◆ Exercise passage
....
NEW YORK − A retrospective study published in Nature Cancer last week found that circulating tumor DNA can be used to identify non-small cell lung cancer patients who might benefit from consolidation therapy with immune checkpoint inhibitors (ICI) after chemoradiation and to monitor their responses.
The study, led by Everett Moding, Ash Alizadeh and Maximilian Diehn from Stanford University and Steven Lin from the University of Texas MD Anderson Cancer Center, found that patients with circulating tumor DNA detected after chemoradiation who then received consolidation immune checkpoint inhibitors had better progression-free survival compared to patients with circulating tumor DNA detected post-chemoradiation who did not receive consolidation immunotherapy afterwards. The results suggest that ctDNA analysis may be useful in determining which patients would benefit from follow-up consolidation immunotherapy.
Consolidation therapy is given after a tumor has disappeared after initial treatment as a measure to kill any cancer cells remaining in the body. Studies have shown that while consolidation immunotherapy after chemoradiation improves progression-free survival and overall survival in NSCLC, tumors eventually recur.
Previously, the team knew that testing for the presence of ctDNA to detect molecular residual disease (MRD) after chemoradiation can accurately detect which NSCLC patients will experience recurrence. In this study, they sought to investigate whether consolidation ICI can improve clinical outcomes in these patients at risk of recurrence.
By using Cancer Personalized Profiling by Deep Sequencing (CAPP-Seq), 218 blood and tissue samples that had been prospectively collected for the purpose of ctDNA analysis from two cohorts of patients with localized chemoradiation-treated NSCLC with or without consolidation ICI were analyzed.
In the consolidation ICI cohort, 79 percent of patients received durvalumab (Medimmune/AstraZeneca's Imfinzi), the rest received atezolizumab (Genentech's Tecentriq) as part of the DETERRED trial. All patients had unresectable stage IIB-IIIB NSCLC.
In the cohort receiving no consolidation immunotherapy and in those receiving such therapy, 78 percent and 75 percent, respectively, had detectable ctDNA levels before receiving chemoradiation. All patients with detectable ctDNA had progression 24 months after starting chemoradiation compared to all those with undetectable ctDNA who did not experience progression, confirming to researchers that MRD is prognostic for risk of disease progression post-chemoradiation.
In the eight patients who progressed, ctDNA was detected before or at the time of disease progression in all patients. Detection of ctDNA before patients received consolidation ICI or early in the treatment process was a strong predictor of risk of disease progression, as 86 percent of patients with detectable ctDNA early in the course of receiving immunotherapy developed progressive disease. A year after starting chemoradiation, none of the patients with detectable ctDNA in the early-on consolidation ICI group had freedom from progression, while 87.5 percent of patients with undetectable ctDNA had freedom from progression.
....
◆ Record set
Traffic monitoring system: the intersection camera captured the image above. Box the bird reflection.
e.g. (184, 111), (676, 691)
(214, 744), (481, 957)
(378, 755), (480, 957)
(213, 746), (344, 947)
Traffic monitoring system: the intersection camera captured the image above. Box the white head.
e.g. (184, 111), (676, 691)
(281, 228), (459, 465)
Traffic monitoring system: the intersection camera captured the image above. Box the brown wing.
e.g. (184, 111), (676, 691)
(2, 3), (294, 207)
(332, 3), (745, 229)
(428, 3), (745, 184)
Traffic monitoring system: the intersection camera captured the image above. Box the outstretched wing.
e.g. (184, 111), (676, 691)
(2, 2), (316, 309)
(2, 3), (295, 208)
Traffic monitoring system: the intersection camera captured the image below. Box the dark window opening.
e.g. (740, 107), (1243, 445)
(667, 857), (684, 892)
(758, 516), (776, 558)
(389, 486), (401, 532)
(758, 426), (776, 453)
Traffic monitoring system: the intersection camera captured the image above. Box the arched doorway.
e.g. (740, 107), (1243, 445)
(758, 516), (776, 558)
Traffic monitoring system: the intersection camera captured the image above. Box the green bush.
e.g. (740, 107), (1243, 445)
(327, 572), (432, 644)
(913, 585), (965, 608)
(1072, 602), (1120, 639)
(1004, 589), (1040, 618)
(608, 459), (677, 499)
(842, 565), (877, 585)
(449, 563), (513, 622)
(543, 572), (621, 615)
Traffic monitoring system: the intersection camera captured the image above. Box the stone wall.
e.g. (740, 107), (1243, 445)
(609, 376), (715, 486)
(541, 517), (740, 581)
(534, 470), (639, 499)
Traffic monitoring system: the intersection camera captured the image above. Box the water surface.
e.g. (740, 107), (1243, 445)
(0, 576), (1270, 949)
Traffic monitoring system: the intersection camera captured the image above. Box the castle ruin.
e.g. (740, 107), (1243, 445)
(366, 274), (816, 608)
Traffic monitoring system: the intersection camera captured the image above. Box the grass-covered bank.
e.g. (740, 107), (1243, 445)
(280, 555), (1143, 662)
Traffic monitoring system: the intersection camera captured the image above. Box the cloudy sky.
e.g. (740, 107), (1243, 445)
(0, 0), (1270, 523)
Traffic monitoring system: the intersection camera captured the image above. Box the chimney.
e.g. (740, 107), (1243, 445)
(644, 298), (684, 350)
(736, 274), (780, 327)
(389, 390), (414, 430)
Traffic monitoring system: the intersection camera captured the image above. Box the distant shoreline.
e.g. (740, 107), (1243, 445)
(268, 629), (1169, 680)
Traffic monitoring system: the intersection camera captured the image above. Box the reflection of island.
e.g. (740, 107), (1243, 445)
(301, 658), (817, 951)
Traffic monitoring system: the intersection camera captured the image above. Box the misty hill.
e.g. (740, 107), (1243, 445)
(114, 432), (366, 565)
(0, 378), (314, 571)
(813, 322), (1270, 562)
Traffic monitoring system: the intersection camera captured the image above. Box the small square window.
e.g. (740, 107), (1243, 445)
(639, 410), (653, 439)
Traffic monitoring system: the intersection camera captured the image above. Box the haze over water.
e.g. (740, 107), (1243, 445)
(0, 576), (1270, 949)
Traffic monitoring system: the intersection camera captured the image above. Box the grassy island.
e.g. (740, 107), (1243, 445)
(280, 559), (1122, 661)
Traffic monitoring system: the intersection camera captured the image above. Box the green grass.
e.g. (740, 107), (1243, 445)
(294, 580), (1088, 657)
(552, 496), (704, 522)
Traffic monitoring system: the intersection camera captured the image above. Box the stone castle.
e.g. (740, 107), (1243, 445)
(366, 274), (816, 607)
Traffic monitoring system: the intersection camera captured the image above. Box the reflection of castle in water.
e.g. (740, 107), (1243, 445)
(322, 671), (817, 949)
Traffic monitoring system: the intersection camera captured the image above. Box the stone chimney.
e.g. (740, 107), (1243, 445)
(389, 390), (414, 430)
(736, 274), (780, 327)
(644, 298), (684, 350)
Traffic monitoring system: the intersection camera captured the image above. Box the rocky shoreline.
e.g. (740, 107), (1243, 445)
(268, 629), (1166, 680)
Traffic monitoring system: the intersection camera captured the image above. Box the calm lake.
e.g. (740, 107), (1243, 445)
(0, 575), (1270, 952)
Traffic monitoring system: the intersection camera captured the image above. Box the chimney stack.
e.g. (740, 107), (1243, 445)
....
◆ Required work
a) In the article on circulating tumor DNA in lung cancer, what percentage of patients in the consolidation immunotherapy cohort received durvalumab?
b) Extend the news article on circulating tumor DNA and consolidation immunotherapy in lung cancer, picking up after its final sentence.

◆ Responses to the exercise
a) 79 percent

b)
Next, the researchers wanted to see if ctDNA detection after chemoradiation could identify the patients who would benefit from consolidation ICI. The majority of patients in the consolidation ICI cohort had undetectable ctDNA after chemoradiation and good outcomes, with 80 percent having freedom from progression at one-year post-treatment. The study showed that in those with undetectable ctDNA, patients had good outcomes post chemoradiation regardless of whether they received ICI, which suggests that the addition of consolidation immunotherapy doesn't boost benefit in a population that is already predisposed to do well.
Comparatively, patients with detectable ctDNA after chemoradiation in the consolidation ICI cohort had significantly better freedom from progression than patients who received no consolidation ICI afterwards.
"To the best of our knowledge, our results provide the first evidence that systemic therapy (in this case immunotherapy) can potentially improve the clinical outcomes of patients with detectable MRD," Moding and colleagues wrote in the paper. "Furthermore, our findings suggest that ctDNA analysis could potentially guide the decision to administer consolidation ICI after [chemoradiation] and distinguish responders and nonresponders early during consolidation ICI."
Further, the researchers found that the patterns of ctDNA levels may be used to predict which patients benefit more from consolidation ICI. Rising ctDNA levels early on during consolidation ICI correlated with poor outcomes, and patients with increasing ctDNA through the course of treatment developed progressive disease within 4.5 months of starting consolidation ICI, suggesting resistance to immunotherapy.
Patients with decreasing ctDNA during consolidation ICI had good outcomes, with 100 percent of those analyzed having freedom from progression one-year post-treatment. This data suggests that ctDNA monitoring after chemoradiation and early during consolidation ICI could further stratify the subset of patients who would benefit most from consolidation ICI.
"[Circulating tumor] DNA kinetics early during consolidation ICI further clarified which patients benefited from consolidation therapy, with patients whose ctDNA concentration decreased during consolidation ICI having superior outcomes compared to patients with a rising ctDNA concentration," the authors wrote, noting the need for additional studies to determine if ctDNA analysis can determine the optimal duration of immunotherapy in responding patients.